* **Text provided**
Why does my GradientDescentOptimizer produce NaN?

2019-07-13 21:21发布

问题:

I'm currently working on reworking Professor Andrew Ng's "Machine Learning" course assignments from Coursera, and I got stuck in the Logistic Regression portion.

filename = 'data/ex2data1.txt'
data = np.loadtxt(filename, delimiter = ",", unpack = True)

# Data matrices
xtr = np.transpose(np.array(data[:-1]))
ytr = np.transpose(np.array(data[-1:]))

# Initial weights
W = tf.Variable(tf.zeros([2,1], dtype = tf.float64))

# Bias
b = tf.Variable(tf.zeros([1], dtype = tf.float64))

# Cost function
y_ = tf.nn.sigmoid(tf.matmul(xtr,W) + b)

cost = -tf.reduce_mean(ytr*tf.log(y_) + (1-ytr)*tf.log(1-y_))
optimize = tf.train.GradientDescentOptimizer(0.01).minimize(cost)

corr = tf.equal(tf.argmax(ytr,1), tf.argmax(y_,1))
acc = tf.reduce_mean(tf.cast(corr, tf.float64))

init = tf.initialize_all_variables()

with tf.Session() as sess:
    sess.run(init)
    print(sess.run(cost))
    for _ in range(3):
        sess.run(optimize)
        print(sess.run(cost))

* **Challenge 1**
In the forum question about the optimizer producing NaN, what learning rate is passed to GradientDescentOptimizer?
* **Challenge 2**
Extend the forum question about the optimizer producing NaN, picking up right after its final line of code.

* **Extracted material**
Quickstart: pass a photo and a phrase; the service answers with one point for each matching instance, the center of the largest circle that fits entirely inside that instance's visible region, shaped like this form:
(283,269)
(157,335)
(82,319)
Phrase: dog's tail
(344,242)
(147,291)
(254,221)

* **Exercise answer 1**
0.01

* **Exercise answer 2**
This produces the answer:

0.69314718056
nan
nan
nan

The first result to the cost function is correct, but the next ones are supposed to be:

3.0133
1.5207
0.7336

and instead I get a bunch of NaN's. I've tried lower learning rates, all to no avail. What am I doing wrong? And is it possible to reproduce this assignment in TensorFlow?

PS: Other python solutions seem to be using scipy.optimize but I have no idea how I would use that with TensorFlow values, and I would like to use only TensorFlow if at all possible.

EDIT: I've also tried putting bias as tf.ones instead of tf.zeros, but it also didn't work.

回答1:

Your logarithm isn't sanitizing the input. It might very well happen that you have negative input values that quickly NaN any floating number arithmetic.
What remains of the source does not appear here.